GOAL OF THE EXERCISE
Print each record below precisely, with every picture left out of the copy.
- - -
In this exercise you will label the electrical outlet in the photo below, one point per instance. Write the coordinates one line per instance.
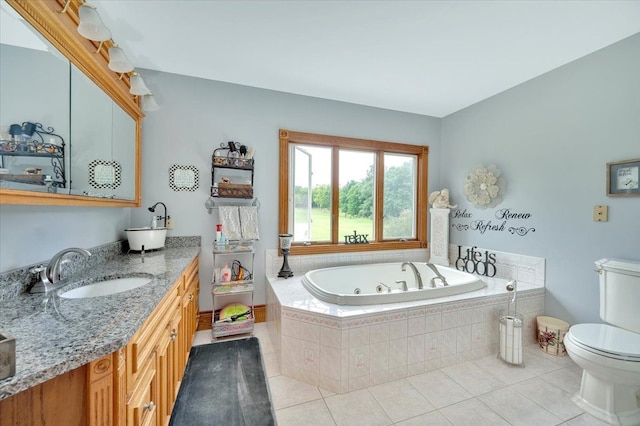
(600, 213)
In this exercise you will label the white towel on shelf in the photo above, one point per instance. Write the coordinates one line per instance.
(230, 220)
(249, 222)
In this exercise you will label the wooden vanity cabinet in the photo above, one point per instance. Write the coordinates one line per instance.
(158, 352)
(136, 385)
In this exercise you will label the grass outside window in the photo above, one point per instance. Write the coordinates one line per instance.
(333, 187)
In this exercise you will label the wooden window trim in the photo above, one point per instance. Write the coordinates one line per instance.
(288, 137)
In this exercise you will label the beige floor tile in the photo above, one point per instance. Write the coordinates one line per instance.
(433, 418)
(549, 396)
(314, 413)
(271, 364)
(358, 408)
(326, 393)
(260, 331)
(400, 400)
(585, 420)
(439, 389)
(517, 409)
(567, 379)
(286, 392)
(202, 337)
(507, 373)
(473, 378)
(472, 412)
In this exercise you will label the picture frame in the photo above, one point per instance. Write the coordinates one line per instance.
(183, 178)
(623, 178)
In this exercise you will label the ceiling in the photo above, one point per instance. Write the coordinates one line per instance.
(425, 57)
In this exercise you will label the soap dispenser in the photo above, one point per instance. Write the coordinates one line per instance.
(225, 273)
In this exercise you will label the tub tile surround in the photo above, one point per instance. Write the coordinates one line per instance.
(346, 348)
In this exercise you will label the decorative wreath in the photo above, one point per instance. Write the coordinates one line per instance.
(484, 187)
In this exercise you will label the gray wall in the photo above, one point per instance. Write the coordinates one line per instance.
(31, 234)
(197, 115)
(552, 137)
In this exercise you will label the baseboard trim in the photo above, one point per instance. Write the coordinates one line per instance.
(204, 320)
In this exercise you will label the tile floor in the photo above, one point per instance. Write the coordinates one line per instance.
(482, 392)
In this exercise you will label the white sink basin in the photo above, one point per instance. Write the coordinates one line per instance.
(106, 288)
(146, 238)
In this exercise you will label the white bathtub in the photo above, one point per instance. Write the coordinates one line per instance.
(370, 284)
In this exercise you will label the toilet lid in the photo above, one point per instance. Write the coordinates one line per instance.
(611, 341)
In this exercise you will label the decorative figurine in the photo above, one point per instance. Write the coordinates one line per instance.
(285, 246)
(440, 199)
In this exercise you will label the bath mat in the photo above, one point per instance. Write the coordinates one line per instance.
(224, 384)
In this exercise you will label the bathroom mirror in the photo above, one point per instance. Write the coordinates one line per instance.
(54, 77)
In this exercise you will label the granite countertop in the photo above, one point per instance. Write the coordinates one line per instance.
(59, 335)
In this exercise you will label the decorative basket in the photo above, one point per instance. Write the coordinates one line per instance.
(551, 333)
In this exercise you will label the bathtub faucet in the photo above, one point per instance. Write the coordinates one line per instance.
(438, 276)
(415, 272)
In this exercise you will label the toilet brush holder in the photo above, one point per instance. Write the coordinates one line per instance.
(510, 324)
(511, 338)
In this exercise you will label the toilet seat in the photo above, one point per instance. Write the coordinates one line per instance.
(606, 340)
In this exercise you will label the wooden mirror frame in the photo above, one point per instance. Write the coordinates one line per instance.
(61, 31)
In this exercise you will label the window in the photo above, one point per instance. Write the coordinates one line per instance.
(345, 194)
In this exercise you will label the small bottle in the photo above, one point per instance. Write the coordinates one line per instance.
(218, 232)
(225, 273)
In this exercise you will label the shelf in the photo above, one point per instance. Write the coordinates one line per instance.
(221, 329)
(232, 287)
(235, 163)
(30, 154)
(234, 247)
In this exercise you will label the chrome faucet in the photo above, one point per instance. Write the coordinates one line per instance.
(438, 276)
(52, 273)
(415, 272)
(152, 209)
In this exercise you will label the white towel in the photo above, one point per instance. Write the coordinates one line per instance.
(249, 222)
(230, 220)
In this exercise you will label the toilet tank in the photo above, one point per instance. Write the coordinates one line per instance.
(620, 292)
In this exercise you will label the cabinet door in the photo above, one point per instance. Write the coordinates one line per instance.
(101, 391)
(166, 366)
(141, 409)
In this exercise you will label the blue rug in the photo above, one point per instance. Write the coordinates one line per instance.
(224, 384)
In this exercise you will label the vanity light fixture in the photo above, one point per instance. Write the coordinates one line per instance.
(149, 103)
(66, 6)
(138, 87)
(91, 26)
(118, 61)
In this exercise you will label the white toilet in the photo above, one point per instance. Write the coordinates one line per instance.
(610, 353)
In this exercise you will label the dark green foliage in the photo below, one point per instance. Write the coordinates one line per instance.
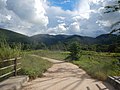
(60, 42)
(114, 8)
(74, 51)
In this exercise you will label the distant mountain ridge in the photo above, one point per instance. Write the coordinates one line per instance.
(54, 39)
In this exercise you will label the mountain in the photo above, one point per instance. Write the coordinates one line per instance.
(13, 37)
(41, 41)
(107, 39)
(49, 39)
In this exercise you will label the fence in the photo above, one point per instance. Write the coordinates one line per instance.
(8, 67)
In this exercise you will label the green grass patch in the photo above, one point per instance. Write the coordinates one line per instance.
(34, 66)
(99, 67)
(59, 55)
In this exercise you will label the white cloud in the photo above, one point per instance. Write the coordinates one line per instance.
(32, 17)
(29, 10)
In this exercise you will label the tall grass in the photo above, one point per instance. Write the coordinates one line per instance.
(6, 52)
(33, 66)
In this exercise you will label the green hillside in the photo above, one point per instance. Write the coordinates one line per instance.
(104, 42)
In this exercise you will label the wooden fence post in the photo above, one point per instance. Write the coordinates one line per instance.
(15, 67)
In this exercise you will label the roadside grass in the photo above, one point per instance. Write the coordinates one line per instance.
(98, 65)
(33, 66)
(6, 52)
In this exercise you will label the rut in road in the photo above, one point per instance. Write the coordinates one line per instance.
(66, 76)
- - -
TASK SOLUTION
In this exercise you will label the electrical outlet in the photo below, one point per instance. Write the coordinates one line per instance.
(600, 213)
In this exercise you will label the white towel on shelf in the photo above, one point per instance. Write the coordinates one line per instance.
(230, 220)
(249, 222)
In this exercise you will label the wooden vanity cabinet in the photo above, one point per instance. Write the coordinates one line per instance.
(158, 352)
(136, 385)
In this exercise you will label the grass outside window in the photo above, one point per instance. Write the coordinates one line per instance.
(333, 187)
In this exercise you will label the wooden window trim in the photo above, one point per instance. Write the coordinates one line per instance.
(288, 137)
In this exercise you will label the beige floor tile in the photo above, one point per instance. Write the coordinates one line per instance.
(433, 418)
(549, 396)
(314, 413)
(271, 364)
(358, 408)
(326, 393)
(260, 331)
(400, 400)
(585, 420)
(439, 389)
(517, 409)
(567, 379)
(286, 392)
(202, 337)
(507, 373)
(473, 378)
(472, 412)
In this exercise you will label the picture frame in the photo above, one point per instance. Write the coordinates one line per instance.
(183, 178)
(623, 178)
In this exercise you will label the ceiling in the photo above, one point per instance. Write the coordinates one line per instance.
(425, 57)
In this exercise you will label the soap dispenser in the photo above, one point per instance. Write the coordinates one line per instance.
(225, 273)
In this exercise you will label the tub tile surround in the photo above, one point per instance. Write the coordinates one line per instance.
(346, 348)
In this exercise you will label the decorative wreath in the photo above, one point per instance. Write the coordinates one line per instance.
(484, 187)
In this exercise you will label the gray wall in the photo above, one point per instance. Write the coordinates one line per instance.
(31, 234)
(197, 115)
(552, 137)
In this exercise you will label the baseboard trim in the photo above, one point per instance. Write the coordinates one line per instance.
(204, 320)
In this exercise you will label the tile floor in the photo above, one point per instance. Write the coordinates one line per instance.
(482, 392)
In this exercise you will label the white sink basin in the photo above, one point per instance. Write the coordinates one line per instance.
(106, 288)
(146, 238)
In this exercise you will label the white bathtub in the photo above, one point per instance. Write the coordinates one line per instance.
(370, 284)
In this exercise you will label the toilet lid in the photo above, one point per instance. Write the coordinates one line per instance.
(611, 341)
In this exercise you will label the decorative figurine in the photo above, one point per instance. Write the coordinates one line per instance.
(285, 246)
(440, 199)
In this exercise you will label the bath mat in the photo above, one point per instance. Write the coordinates one line per instance.
(224, 384)
In this exercise you will label the bathroom mirror in the photo above, one point per instance. Write the coordinates one line per instance.
(54, 77)
In this exercise you will label the granite countertop in the photo above, one point per instance. Write the coordinates one line per instance.
(59, 335)
In this exercise you will label the decorative basket in the photo above, one point per instance. Write the coordinates one line per instance.
(551, 333)
In this exercise you will label the bathtub faucet in the photo above, one point per instance. Write the coordinates one line per instance.
(438, 276)
(415, 272)
In this exercise you will label the toilet brush holder in the photo above, one point per instance. Write the coordinates one line per instance.
(510, 324)
(511, 338)
In this exercise you will label the toilet seat in the photo above, one point per instance. Write the coordinates one line per instance.
(606, 340)
In this exercise you will label the wooden mirror frame in the photo above, one point per instance. Write the coordinates one line per instance.
(61, 31)
In this exercise you will label the window in the photo above, one point per instance. Write the coordinates one line per instance.
(345, 194)
In this exercise you will label the small bottle in the photo above, one point per instance. Write the coordinates one line per instance.
(218, 232)
(225, 273)
In this exercise you will label the shelf in the photo above, one point per instance. Write the coordinates one line per instance.
(221, 329)
(232, 287)
(235, 163)
(30, 154)
(234, 247)
In this exercise you will label the chrome faucet in the photo above, one point per instance. Write the coordinates one line per instance.
(438, 276)
(52, 273)
(415, 272)
(152, 209)
In this exercise you will label the white towel in the photo above, one point per instance. Write the coordinates one line per instance.
(249, 222)
(230, 220)
In this exercise you will label the toilet tank in the photo above, one point per instance. Write the coordinates one line per instance.
(620, 292)
In this exercise you will label the cabinet door in the photo above, one point per instance. Write the coordinates one line per instance.
(101, 391)
(166, 366)
(141, 409)
In this exercise you will label the blue rug in the photo above, one point per instance. Write the coordinates one line per instance.
(224, 384)
In this exercise you will label the vanity light fixture in the photo above, one point per instance. Write the coordinates one line per instance.
(149, 103)
(66, 6)
(138, 87)
(91, 26)
(118, 61)
In this exercise you will label the white toilet in the photo above, one point per instance. Write the coordinates one line per instance.
(610, 353)
In this exercise you will label the dark green foliage in the photo below, one point per instance. Write the coordinates one line per instance.
(60, 42)
(114, 8)
(74, 51)
In this exercise you will label the distant mountain ridge in the photo above, one point per instance. Write the coordinates one line per instance.
(54, 39)
In this exercise you will label the mountain in the photo above, one point per instance. Write the coordinates one line per instance.
(13, 37)
(41, 41)
(107, 39)
(49, 39)
In this exercise you will label the fence in the photo above, one point per instance. Write the coordinates one line per instance.
(8, 67)
In this exercise you will label the green grass patch in the photo above, one point per instance. Write the coordinates one line per instance.
(34, 66)
(99, 67)
(59, 55)
In this exercise you will label the white cloud in the photo above, one point per instance. Write the coordinates one line per instance.
(32, 17)
(29, 10)
In this exercise you will label the tall grass in the photo above, one point per instance. Write the coordinates one line per instance.
(6, 52)
(33, 66)
In this exercise you will label the green hillside in the photo above, one point per instance. Write the coordinates one line per instance.
(104, 42)
In this exercise you will label the wooden fence post in the photo above, one point per instance. Write the coordinates one line per instance.
(15, 67)
In this exercise you will label the roadside grass in the photo above, one point per instance. Write the coordinates one line per instance.
(98, 65)
(33, 66)
(6, 52)
In this exercise you will label the rut in road in the photo above, one point per instance. Write the coordinates one line per instance.
(66, 76)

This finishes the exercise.